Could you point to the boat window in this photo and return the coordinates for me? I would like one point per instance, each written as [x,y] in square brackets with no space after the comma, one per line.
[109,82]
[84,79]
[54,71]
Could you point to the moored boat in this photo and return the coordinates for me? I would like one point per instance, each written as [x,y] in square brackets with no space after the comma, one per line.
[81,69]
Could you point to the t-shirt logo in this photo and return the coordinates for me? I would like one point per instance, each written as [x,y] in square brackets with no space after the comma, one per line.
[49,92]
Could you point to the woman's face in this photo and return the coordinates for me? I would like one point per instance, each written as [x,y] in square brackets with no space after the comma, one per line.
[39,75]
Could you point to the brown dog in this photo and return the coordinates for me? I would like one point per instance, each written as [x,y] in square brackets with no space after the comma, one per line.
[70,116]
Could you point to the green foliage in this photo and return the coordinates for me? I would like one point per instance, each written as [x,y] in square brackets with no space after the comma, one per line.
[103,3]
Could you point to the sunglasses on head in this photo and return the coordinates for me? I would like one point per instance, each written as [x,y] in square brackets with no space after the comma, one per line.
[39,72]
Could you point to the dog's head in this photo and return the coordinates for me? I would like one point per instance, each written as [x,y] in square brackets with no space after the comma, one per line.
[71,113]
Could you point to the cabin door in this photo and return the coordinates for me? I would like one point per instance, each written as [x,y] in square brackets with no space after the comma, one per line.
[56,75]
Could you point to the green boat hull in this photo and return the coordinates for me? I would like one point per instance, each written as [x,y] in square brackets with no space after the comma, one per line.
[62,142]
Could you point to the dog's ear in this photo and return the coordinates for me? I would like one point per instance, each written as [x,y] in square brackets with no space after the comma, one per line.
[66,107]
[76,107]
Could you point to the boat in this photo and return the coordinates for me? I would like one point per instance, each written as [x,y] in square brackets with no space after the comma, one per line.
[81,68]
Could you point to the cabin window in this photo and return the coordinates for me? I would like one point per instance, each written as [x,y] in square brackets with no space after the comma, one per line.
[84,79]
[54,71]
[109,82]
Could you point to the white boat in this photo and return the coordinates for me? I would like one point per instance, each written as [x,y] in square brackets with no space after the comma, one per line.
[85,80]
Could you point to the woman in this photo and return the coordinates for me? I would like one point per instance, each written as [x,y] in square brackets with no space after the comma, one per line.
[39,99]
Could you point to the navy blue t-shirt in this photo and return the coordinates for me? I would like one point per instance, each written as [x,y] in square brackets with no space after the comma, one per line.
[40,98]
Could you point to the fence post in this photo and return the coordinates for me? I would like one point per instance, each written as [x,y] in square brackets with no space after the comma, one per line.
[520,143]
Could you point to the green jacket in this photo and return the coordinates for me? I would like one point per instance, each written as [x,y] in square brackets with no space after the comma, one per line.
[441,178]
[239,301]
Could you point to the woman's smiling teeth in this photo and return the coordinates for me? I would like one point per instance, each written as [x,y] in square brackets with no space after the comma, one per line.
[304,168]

> [What to produce] In the records above, locate the line that contains "Could you point to the green boat". Repeat it and every line after it, exactly, and nothing else.

> [Answer below]
Could you point to the green boat hull in this photo and return the coordinates for me? I would like one point per instance, each written as [x,y] in square brackets with no space after the comma, one per line.
[62,142]
Could you point to the dog's ear in this photo and return the coordinates for me? I would like one point per instance, each written as [x,y] in square brackets with no space after the comma, one per line.
[66,107]
[76,107]
Could you point to the boat in this photo and return the coordinates for me? I would like one point per instance, each written as [x,y] in square brackets with no space after the comma, one per line.
[81,68]
Could you point to the cabin window in this photo and return the coordinates for me? I would like one point per instance, each written as [x,y] in square brackets with no space after the comma, one per line.
[84,79]
[54,71]
[109,82]
Could you point to the white boat in this photo and return the coordinates for me? I would like one point per instance, each written as [x,y] in square brackets with no space after the comma, one per line.
[85,80]
Could you point to the woman in this photo and return the coordinates for me? I would like one point per instance, each written as [x,y] in square brackets with no space after the comma, one per line.
[39,99]
Could you point to the navy blue t-shirt in this photo and return the coordinates for me? I would like one point per instance, each written as [x,y] in square brackets with no space after the comma, one per line.
[40,98]
Could you point to the fence post in this photo and return the coordinates for me? I would like one point per instance, each written as [x,y] in square brackets with no space after the comma, one per line.
[520,143]
Could you point to the green jacket in this photo and return the coordinates for me? I would like one point per instance, each written as [x,y] in square brackets with no space after the comma, one per line.
[441,178]
[239,301]
Could you point to the woman's smiling teeth in this photo and return the coordinates for me? I would like one point per instance, each written as [x,y] in square brackets with no space after the comma, one per line.
[304,168]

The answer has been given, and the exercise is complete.